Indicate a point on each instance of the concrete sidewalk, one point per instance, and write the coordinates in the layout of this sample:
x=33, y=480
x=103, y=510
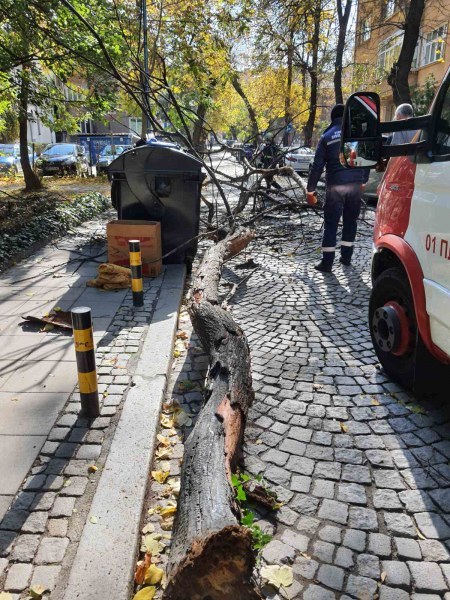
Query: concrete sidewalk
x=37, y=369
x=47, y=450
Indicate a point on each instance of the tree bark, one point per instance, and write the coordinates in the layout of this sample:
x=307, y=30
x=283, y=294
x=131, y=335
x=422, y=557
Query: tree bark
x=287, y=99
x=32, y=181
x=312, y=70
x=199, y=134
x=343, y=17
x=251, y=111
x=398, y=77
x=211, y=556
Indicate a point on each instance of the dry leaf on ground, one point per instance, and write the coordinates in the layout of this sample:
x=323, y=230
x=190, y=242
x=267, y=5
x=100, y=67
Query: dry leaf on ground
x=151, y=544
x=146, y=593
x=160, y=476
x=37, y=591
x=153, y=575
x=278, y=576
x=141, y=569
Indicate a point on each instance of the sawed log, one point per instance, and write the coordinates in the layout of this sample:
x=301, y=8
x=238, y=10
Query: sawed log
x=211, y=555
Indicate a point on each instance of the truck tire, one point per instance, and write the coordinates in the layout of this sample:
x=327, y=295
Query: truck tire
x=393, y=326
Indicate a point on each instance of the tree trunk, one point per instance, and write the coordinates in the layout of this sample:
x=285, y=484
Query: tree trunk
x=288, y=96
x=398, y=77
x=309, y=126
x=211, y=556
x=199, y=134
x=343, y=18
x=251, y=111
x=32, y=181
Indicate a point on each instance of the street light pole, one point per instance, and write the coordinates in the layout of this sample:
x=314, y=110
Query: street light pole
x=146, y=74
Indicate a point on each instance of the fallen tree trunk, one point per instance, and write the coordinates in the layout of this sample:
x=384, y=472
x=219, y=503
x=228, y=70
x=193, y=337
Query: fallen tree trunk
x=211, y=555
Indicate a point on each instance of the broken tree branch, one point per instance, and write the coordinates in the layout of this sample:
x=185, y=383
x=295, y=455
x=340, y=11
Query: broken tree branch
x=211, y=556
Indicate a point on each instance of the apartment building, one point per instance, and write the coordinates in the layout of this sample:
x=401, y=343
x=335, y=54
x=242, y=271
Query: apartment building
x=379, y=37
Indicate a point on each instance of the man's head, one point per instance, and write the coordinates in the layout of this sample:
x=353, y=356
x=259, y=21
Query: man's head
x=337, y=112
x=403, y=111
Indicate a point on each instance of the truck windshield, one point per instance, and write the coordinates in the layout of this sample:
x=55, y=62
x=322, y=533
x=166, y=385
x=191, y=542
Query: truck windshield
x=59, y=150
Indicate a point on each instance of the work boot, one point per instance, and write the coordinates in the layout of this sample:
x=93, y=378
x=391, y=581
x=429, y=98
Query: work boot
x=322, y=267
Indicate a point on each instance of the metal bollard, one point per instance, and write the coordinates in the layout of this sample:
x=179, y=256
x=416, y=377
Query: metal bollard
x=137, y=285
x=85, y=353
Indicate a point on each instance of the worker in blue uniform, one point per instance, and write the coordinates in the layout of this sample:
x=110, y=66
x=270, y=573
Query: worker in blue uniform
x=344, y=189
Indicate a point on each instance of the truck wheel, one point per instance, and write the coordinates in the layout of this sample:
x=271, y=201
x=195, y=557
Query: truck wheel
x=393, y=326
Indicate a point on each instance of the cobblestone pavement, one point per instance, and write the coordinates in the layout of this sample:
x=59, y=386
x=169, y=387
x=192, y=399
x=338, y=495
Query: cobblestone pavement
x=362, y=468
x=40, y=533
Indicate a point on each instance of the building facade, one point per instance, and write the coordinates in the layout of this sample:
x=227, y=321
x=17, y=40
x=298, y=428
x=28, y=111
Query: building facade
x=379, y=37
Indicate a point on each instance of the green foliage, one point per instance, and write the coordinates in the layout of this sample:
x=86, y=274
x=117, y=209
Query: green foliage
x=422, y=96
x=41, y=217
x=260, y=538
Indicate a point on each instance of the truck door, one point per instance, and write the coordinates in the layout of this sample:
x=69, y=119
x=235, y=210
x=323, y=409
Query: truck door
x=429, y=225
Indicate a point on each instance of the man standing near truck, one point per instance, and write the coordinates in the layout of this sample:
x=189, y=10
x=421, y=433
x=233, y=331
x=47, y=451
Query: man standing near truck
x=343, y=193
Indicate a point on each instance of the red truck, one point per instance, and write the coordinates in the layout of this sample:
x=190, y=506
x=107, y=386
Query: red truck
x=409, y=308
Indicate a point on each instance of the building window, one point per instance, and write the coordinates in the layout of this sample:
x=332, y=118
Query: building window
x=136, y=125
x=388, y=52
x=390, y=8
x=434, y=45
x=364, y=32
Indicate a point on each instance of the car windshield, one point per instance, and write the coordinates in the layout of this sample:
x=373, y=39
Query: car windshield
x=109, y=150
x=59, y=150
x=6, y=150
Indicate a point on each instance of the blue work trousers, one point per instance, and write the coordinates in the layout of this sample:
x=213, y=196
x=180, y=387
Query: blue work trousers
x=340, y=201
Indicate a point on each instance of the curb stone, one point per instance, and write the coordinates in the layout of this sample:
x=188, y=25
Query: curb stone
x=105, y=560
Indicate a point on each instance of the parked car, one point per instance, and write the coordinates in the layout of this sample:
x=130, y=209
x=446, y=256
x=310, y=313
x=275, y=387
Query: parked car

▶ _PROBLEM TO WORK ON_:
Within the listing above, give again exactly every line from the line with "Query: man's head" through the line with "x=191, y=542", both included, and no other line.

▶ _OUTPUT FOR THIS TASK_:
Query: man's head
x=337, y=112
x=403, y=111
Indicate a point on each instance of the truck windshield, one point per instance, and write the coordinates in the layout of this sample:
x=55, y=62
x=322, y=533
x=166, y=385
x=191, y=542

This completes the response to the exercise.